[Exercise brief]
List each line in the rows below that contains the word "every". Case counts.

Labeled shape records
-- begin --

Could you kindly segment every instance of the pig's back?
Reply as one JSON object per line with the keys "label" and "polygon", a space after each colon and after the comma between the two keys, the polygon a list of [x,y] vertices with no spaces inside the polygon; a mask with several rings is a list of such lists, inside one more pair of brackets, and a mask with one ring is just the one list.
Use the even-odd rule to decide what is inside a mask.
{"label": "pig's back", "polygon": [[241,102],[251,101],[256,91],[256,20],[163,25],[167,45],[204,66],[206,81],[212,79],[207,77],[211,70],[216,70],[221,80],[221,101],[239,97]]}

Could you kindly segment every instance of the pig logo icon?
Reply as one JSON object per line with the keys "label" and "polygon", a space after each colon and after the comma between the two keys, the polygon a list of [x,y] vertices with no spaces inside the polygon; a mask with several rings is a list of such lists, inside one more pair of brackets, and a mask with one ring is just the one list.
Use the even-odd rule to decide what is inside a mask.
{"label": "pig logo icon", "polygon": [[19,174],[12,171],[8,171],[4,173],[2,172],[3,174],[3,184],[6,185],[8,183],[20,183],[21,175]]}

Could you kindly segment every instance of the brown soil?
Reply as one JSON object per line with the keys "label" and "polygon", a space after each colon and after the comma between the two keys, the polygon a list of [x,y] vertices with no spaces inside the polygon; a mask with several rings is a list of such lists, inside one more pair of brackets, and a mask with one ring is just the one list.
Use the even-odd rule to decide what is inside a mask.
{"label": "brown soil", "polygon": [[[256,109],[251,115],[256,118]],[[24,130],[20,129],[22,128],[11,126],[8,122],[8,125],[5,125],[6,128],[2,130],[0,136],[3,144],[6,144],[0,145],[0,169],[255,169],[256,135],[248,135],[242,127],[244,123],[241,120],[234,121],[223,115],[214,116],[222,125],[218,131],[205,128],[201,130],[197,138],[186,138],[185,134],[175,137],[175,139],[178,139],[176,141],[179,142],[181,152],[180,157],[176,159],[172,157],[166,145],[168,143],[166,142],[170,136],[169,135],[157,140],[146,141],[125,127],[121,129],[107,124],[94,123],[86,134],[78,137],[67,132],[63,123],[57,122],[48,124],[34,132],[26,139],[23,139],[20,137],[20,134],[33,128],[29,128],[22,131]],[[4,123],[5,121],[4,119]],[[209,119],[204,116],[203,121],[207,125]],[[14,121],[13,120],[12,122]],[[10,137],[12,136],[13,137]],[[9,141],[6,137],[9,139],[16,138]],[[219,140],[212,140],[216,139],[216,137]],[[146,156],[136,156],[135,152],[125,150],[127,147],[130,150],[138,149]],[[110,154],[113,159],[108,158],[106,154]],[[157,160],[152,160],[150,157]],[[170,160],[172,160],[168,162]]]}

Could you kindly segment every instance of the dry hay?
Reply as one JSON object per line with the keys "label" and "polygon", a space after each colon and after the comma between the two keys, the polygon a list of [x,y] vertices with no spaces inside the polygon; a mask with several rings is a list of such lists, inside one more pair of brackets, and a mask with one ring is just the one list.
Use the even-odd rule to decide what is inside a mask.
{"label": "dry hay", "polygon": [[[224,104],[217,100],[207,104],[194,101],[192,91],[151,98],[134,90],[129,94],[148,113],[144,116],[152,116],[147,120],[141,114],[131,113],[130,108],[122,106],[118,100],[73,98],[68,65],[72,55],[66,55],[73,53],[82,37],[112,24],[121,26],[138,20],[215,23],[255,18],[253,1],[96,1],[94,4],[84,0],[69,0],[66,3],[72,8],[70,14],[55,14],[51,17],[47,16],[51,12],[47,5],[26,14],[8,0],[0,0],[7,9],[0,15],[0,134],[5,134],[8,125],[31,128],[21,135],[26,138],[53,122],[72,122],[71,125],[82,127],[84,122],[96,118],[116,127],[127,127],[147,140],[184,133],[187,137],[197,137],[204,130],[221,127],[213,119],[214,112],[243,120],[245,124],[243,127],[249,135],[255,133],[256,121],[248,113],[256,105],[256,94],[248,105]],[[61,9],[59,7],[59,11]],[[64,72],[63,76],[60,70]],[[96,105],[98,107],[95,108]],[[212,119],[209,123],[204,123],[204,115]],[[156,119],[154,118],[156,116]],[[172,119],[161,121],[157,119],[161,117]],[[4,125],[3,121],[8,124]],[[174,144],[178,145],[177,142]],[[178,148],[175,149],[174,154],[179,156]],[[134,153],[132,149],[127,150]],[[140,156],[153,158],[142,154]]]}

-- end --

[Correct output]
Could you kindly segment every instance of the pig's back?
Could you kindly segment every instance of the pig logo icon?
Could you kindly segment every instance of the brown soil?
Could you kindly segment every instance of the dry hay?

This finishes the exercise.